▶ How to complete this task
Start your answer with the line containing "Tag every instance of the wood grain" and end it with the last line of the records below, retyping every line between exactly and adding nothing.

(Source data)
+++++

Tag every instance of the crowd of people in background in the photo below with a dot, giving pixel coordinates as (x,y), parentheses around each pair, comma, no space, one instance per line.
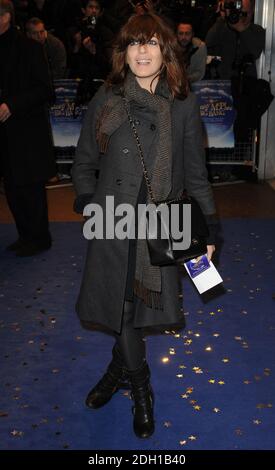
(78,34)
(44,40)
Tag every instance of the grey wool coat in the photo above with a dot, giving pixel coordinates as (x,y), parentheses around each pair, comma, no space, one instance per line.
(103,285)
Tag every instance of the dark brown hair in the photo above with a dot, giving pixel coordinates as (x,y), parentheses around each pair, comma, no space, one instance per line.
(142,28)
(6,6)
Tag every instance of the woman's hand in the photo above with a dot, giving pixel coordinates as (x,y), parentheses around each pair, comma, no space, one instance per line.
(210,251)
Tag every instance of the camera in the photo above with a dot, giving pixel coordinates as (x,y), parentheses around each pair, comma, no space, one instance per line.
(235,11)
(88,27)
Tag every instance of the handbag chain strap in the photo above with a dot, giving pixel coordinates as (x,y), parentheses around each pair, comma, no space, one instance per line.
(145,172)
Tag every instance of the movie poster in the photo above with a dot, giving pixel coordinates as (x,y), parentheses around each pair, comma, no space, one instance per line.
(66,115)
(217,112)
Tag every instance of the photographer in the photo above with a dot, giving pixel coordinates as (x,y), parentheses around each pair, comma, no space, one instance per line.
(236,40)
(239,43)
(91,44)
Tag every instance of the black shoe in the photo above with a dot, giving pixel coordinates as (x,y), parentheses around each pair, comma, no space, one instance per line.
(142,394)
(111,381)
(32,248)
(15,245)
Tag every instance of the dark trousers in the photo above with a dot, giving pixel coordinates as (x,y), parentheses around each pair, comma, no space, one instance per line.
(130,340)
(28,205)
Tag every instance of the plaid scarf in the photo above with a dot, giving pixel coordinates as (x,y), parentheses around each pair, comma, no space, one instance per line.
(147,285)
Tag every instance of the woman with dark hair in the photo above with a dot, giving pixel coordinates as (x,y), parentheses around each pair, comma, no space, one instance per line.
(120,288)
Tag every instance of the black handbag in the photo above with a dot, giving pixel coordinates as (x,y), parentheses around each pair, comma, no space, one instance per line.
(163,251)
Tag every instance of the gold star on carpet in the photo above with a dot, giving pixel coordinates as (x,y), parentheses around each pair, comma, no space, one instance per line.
(216,410)
(188,342)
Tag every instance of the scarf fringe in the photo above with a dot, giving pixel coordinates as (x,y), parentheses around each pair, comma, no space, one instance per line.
(103,141)
(151,298)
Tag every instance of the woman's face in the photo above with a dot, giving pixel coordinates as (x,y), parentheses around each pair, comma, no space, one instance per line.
(145,61)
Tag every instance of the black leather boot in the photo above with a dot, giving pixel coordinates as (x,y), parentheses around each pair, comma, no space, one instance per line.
(112,380)
(143,397)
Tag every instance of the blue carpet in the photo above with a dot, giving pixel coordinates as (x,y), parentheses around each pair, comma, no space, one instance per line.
(216,390)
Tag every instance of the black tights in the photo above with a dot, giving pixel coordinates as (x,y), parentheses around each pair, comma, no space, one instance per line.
(130,340)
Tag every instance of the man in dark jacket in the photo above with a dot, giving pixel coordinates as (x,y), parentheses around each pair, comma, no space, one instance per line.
(26,159)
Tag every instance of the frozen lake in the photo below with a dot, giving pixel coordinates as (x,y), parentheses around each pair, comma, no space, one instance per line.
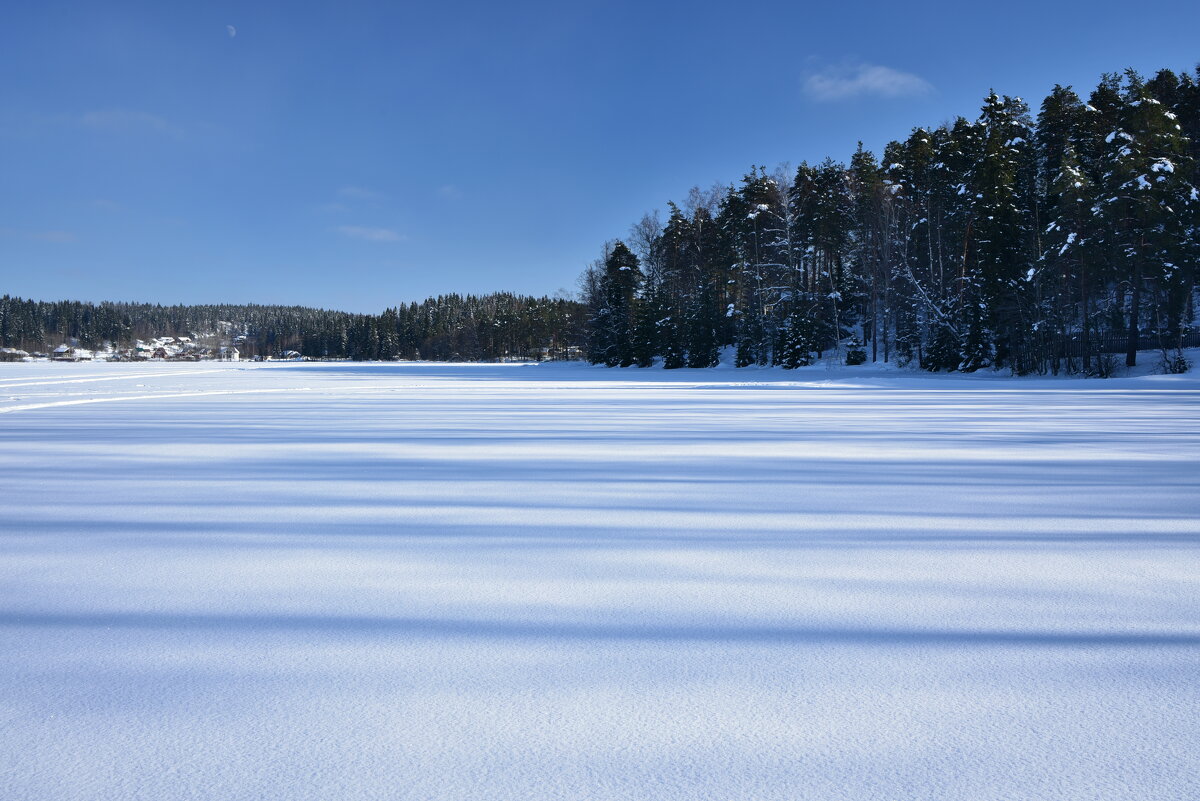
(556,582)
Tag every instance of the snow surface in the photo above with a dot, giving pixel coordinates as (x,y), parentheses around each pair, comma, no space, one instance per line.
(335,580)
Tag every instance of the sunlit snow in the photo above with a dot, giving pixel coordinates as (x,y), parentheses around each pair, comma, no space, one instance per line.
(558,582)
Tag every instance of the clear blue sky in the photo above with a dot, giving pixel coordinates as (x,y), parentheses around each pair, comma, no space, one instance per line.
(359,155)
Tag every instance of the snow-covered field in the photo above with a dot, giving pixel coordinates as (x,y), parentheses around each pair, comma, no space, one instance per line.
(556,582)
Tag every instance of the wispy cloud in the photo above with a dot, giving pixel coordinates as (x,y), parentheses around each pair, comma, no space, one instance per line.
(359,193)
(126,121)
(849,80)
(370,234)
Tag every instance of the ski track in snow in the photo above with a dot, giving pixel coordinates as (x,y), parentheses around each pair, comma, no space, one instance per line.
(557,582)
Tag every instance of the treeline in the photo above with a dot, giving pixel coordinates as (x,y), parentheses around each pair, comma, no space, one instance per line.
(1003,241)
(456,327)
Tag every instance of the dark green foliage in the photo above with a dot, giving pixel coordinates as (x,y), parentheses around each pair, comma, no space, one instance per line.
(994,242)
(453,327)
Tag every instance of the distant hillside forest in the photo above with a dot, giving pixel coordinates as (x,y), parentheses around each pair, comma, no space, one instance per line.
(1005,241)
(1035,245)
(454,327)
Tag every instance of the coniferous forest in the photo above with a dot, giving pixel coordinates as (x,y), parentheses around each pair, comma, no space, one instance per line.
(449,327)
(1056,242)
(1062,241)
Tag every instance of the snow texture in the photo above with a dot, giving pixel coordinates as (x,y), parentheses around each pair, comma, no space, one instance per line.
(557,582)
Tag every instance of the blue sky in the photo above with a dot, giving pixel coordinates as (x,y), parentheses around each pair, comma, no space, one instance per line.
(359,155)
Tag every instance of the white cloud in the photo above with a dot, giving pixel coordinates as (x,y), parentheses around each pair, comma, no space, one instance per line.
(125,121)
(847,80)
(370,234)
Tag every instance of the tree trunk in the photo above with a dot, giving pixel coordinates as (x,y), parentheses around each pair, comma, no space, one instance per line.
(1134,303)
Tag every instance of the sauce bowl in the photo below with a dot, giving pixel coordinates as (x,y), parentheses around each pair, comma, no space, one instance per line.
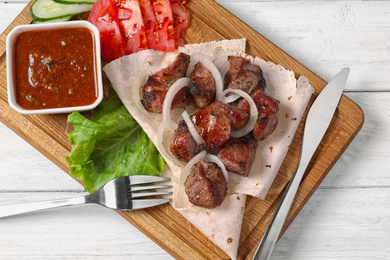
(54,67)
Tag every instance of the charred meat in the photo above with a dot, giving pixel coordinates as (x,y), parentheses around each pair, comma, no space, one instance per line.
(238,154)
(216,122)
(157,85)
(203,88)
(206,186)
(183,145)
(244,75)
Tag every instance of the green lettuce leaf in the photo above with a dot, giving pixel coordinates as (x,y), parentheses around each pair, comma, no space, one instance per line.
(109,146)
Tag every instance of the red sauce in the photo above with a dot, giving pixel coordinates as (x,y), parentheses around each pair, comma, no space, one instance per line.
(55,68)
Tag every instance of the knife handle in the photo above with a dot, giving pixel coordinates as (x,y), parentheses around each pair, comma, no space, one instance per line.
(271,235)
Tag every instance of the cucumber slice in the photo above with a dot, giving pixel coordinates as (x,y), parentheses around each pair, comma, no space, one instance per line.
(64,19)
(72,2)
(49,10)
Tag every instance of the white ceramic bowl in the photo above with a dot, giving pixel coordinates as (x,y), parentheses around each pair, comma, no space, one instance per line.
(11,52)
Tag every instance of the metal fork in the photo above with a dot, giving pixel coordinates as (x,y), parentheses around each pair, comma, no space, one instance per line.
(124,193)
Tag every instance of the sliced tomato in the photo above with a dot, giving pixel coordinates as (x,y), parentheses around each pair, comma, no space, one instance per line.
(164,39)
(103,16)
(130,18)
(181,21)
(128,26)
(149,18)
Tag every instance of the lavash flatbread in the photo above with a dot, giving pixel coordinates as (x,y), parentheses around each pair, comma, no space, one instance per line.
(221,225)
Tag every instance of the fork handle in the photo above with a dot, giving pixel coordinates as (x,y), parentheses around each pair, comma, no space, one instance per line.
(15,209)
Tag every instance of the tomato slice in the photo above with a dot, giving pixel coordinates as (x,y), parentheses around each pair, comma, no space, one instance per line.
(181,21)
(103,15)
(149,19)
(163,32)
(130,19)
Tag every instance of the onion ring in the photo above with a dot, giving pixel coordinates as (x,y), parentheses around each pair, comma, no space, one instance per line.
(253,113)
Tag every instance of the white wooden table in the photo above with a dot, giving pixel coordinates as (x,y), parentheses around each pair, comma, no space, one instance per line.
(348,217)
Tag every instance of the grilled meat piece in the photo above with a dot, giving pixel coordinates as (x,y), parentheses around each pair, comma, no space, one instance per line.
(177,69)
(203,86)
(216,122)
(206,186)
(183,145)
(244,75)
(237,154)
(267,119)
(157,85)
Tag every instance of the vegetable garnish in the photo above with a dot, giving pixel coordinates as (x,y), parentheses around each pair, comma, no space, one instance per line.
(110,145)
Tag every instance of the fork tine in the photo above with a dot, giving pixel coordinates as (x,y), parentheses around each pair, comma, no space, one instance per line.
(150,187)
(148,194)
(143,179)
(146,203)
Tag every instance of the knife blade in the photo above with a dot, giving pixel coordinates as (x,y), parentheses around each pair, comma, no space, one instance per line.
(317,122)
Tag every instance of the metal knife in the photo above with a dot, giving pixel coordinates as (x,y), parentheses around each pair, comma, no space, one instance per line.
(317,122)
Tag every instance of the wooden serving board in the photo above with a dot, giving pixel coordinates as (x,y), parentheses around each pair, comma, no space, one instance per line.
(48,134)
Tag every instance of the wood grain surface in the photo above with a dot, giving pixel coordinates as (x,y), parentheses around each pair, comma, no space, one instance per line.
(47,133)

+++++

▶ Finished exercise
Tag every instance of the wood grain surface in the photo above with a dot, giving pixel coordinates as (x,y), parentheses around each pair, comma, no space, one instance per line.
(47,133)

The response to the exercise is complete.